• _Material_
+ + + + + + +

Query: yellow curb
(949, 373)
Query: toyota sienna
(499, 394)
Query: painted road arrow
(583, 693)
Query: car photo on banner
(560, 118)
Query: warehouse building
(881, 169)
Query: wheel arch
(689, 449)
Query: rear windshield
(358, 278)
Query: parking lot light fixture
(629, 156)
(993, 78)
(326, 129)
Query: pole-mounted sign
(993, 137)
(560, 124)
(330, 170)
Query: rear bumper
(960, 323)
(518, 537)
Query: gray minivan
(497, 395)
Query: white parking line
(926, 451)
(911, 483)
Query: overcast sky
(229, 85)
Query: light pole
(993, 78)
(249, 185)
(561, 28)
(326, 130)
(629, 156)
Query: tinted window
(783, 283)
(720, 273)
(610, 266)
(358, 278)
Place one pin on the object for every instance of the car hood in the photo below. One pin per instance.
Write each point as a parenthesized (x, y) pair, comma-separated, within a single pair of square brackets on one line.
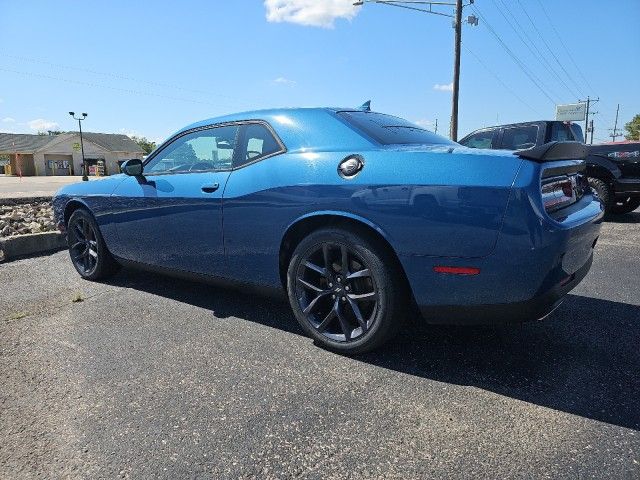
[(102, 186)]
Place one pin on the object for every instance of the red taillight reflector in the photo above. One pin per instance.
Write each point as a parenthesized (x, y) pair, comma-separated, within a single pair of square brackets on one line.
[(457, 270)]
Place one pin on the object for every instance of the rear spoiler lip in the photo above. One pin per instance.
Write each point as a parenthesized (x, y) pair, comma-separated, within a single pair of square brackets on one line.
[(555, 151)]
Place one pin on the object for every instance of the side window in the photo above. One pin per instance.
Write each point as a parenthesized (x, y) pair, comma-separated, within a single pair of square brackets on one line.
[(210, 149), (560, 132), (258, 142), (520, 138), (479, 140)]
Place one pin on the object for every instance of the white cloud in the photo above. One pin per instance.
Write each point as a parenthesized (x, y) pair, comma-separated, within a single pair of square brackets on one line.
[(444, 87), (315, 13), (284, 81), (424, 123), (42, 125)]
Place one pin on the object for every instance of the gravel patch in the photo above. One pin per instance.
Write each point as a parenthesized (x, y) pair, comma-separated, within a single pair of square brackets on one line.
[(27, 217)]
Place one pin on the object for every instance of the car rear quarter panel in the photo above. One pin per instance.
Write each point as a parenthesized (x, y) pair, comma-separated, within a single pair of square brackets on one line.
[(425, 203)]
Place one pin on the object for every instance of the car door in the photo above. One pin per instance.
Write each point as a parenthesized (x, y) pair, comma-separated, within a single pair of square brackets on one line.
[(171, 216)]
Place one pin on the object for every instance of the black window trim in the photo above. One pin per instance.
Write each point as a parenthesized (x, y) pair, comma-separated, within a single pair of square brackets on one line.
[(240, 133), (505, 128), (493, 131)]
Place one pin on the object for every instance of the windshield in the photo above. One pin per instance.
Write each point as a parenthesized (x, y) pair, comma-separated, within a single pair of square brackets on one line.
[(390, 130)]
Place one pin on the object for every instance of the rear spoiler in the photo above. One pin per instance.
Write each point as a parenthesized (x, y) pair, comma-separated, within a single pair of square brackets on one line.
[(553, 151)]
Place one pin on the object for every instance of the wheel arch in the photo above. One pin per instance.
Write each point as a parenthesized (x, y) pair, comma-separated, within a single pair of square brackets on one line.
[(71, 206), (306, 224)]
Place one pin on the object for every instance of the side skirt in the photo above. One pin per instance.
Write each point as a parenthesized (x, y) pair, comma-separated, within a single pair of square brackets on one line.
[(246, 287)]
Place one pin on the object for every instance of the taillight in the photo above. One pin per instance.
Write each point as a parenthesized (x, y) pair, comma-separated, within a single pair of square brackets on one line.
[(559, 192)]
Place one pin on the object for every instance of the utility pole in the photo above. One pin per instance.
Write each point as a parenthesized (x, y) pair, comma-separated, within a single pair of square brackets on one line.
[(615, 133), (453, 132), (457, 25), (84, 162), (588, 101)]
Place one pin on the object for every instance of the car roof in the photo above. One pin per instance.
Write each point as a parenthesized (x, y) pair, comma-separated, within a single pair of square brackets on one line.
[(300, 129), (264, 114)]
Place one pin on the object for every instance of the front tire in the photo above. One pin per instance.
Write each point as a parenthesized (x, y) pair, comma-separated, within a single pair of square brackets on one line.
[(346, 291), (87, 249)]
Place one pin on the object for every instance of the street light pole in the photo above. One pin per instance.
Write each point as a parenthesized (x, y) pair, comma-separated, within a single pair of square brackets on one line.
[(84, 163), (426, 6), (453, 132)]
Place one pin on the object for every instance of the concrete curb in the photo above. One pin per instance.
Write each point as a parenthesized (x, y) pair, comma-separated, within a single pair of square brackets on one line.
[(31, 243)]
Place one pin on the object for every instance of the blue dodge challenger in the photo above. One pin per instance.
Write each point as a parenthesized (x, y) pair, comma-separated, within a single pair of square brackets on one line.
[(361, 218)]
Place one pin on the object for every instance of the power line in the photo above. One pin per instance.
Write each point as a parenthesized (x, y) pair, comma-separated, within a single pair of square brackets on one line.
[(537, 82), (542, 37), (116, 76), (538, 54), (99, 85), (509, 89), (565, 48)]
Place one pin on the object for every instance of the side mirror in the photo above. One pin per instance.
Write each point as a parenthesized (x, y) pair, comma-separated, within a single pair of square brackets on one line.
[(132, 167)]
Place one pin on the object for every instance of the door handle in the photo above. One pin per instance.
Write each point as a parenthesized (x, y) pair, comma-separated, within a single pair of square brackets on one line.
[(210, 188)]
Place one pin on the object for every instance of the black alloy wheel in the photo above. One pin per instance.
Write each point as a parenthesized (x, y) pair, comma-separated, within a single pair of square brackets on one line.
[(343, 292), (83, 246), (87, 249)]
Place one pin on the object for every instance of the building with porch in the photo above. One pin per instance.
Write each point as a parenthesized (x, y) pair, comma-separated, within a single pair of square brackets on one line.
[(30, 155)]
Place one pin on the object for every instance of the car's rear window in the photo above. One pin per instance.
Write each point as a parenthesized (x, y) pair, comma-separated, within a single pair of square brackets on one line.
[(390, 130)]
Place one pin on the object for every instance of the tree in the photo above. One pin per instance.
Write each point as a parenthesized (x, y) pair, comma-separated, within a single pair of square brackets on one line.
[(633, 128), (146, 145)]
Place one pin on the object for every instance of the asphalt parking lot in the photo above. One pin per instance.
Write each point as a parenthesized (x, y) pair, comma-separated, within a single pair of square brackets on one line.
[(150, 377)]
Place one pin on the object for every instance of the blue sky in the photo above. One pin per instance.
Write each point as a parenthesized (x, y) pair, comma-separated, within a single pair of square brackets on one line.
[(149, 68)]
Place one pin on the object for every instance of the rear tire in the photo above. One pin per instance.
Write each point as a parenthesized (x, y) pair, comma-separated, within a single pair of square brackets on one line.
[(624, 205), (88, 252), (346, 291), (603, 191)]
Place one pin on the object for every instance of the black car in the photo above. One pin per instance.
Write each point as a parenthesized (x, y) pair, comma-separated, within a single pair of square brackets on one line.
[(613, 168)]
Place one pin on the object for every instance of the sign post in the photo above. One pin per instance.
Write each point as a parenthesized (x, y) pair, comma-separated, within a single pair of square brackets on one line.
[(571, 112)]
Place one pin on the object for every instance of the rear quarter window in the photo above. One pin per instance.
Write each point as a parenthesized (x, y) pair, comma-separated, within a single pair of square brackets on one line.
[(479, 140), (520, 138)]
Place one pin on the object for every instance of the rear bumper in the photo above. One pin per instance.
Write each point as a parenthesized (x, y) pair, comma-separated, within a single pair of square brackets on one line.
[(535, 308), (536, 261), (627, 187)]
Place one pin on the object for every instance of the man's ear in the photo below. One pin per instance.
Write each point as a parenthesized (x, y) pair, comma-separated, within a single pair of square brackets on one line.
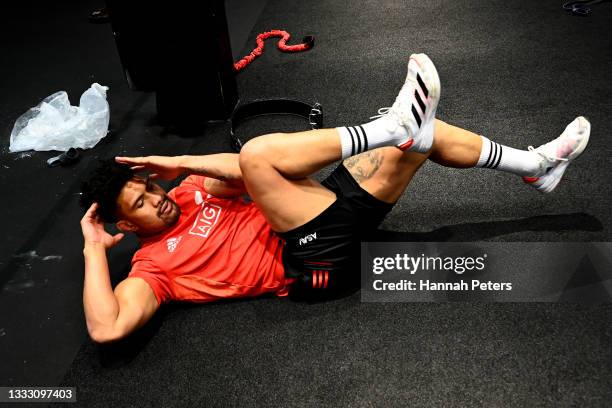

+ + + + + + +

• _Stated exercise_
Count the lines of the records that contain the string "tire" and give only that number.

• _Answer in full_
2